Tasks:
(a) The forum excerpt on first baseman putout formulas below opens with three formulas. List every person to whom one of them is credited.
(b) Extend the forum excerpt on first baseman putout formulas below, beginning after its final line.

There are 3 formulas that I am aware of that estimate unassisted putouts for firstbaseman. Of course, they all estimate total unassisted putouts. I am only interested in estmating unassisted putouts on groundballs.

Palmer uses: PO_1B - .84 * (A_2B + A_3B + A_SS + A_P)

Charles Saeger uses: PO_1B - (A_2B + A_3B + A_SS)

James uses the most complex formula: (PO_1B - .7*A_P - .86*A_2B - .78*A_3B - .78*A_SS + .115*(Runners on 1st + SH) - .0575*BIP) * 2/3 + (BIP*.1 - A_1B) * 1/3

I will go ahead and test all three of them using the Retrosheet data from 1989-1999.


#31    Rally      (see all posts) 2009/05/28 (Thu) @ 22:07

"then I have to come up with another name, because it wouldn’t be simple anymore.”

That’s the way the game works.  You come up with something simple, and if you put it out for feedback, you get a ton of suggestions, many that make sense.  Try and implement them and what you are doing is anything but simple.

Might as well keep the name though.  Dan Fox’s fielding runs is anything but simple.

I’ve had a name for my stuff for awhile.  JAARF.  Just another adjusted range factor.  Still working on the details though.


#32    terpsfan101      (see all posts) 2009/05/28 (Thu) @ 22:10

Palmer’s formula underestimates total unassisted putouts around 20%. Anyway, I came up with two formulas for firstbaseman unassisted GB putouts.
First, the simple one using only assists:

=0.35*PO_1B - 0.25*A_P - 0.18*A_2B - 0.32*A_3B - 0.27*A_SS

Here is the more complicated one based on plays made:

First you need plays made:

PM_P: A_P*.926
PM_2B: .976*(A_2B - (.548*DP_2B + .107*A_OF))

Information shown:

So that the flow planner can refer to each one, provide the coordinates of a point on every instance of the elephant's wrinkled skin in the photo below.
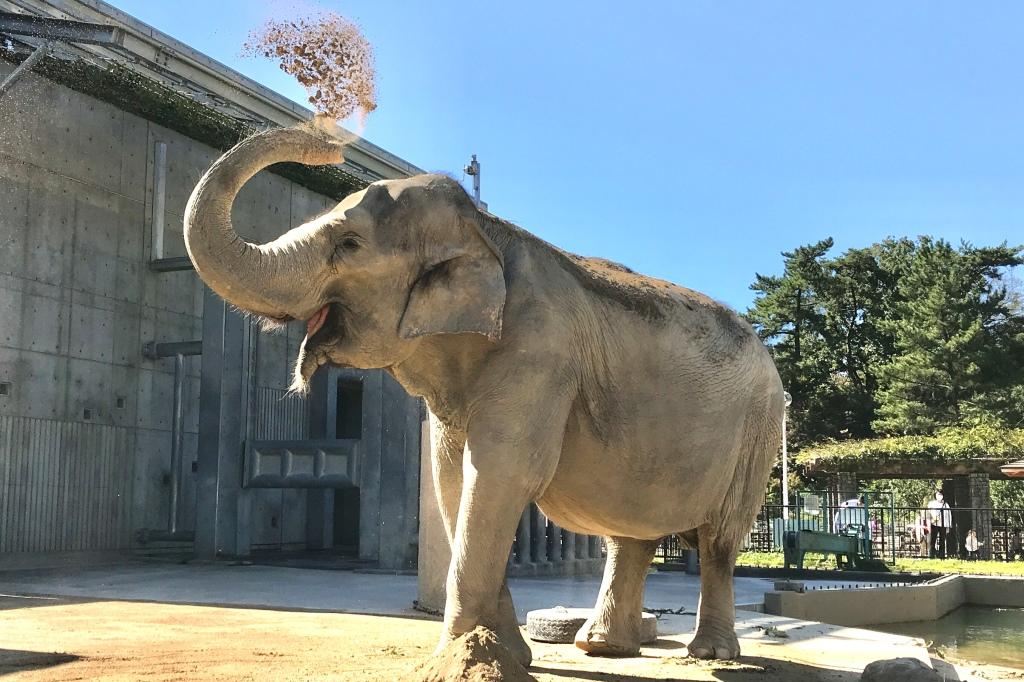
(624, 406)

Responses per task:
(a) Palmer, Charles Saeger, James

(b)
PM_3B: .993*(A_3B - .07*A_OF)
PM_SS: .981*(A_SS - (.433*DP_SS + .127*A_OF))

Here is the regression equation:

.38*PO_1B - .253*(PM_P + PM_2B) - .354*(PM_3B + PM_SS)


#33    terpsfan101      (see all posts) 2009/05/28 (Thu) @ 22:19

Mistake above:

PM_2B: substitute .103*A_OF for .107*A_OF

It doesn’t change the regression equation at all.


#34    terpsfan101      (see all posts) 2009/05/29 (Fri) @ 17:20

Colin, I find it strange that you say you want to keep things simple, yet you have 4 different adjustments for batter/pitcher handedness. I got a little carried away in my last few posts. Here are some simpler suggestions.

For plays made by 2B, SS, and 3B just use assists. I would use all assists, with one minor adjustment for 2B and SS. You probably want to subtract the number of DP’s that you think they turned but didn’t start. You could use a fixed number like I suggested, or better yet, devise a dynamic estimate.

For firstbaseman, you are going to have to estimate unassisted putouts. Again, we are only interested in knowing the number of groundball plays that firstbaseman made. So your plays made formula for firstbaseman should be a percentage of unassisted putouts + assists.

My next suggestion is to include a DP rating for 2B, 3B, and SS and an arm rating for OF’s. Palmer’s method for estimating DP opporunities is pretty solid:

The formula for calculating double play opportunities is:

.662 * (H – HR + BB + HB + .575*E)

Individual double plays were divided by the team double play opportunities divided by the league average double play opportunities.

You also want to split the run-value of a GIDP 50/50 for SS/2B and 3B/2B DP’s. Using Baseruns, I have run values for GIDP’s dating back to 1871.

The run-value of an outfielder assist is approximately the negative run-value of a double. So if a double is worth .8 runs, an outfielder assist is worth approximately -.8 runs.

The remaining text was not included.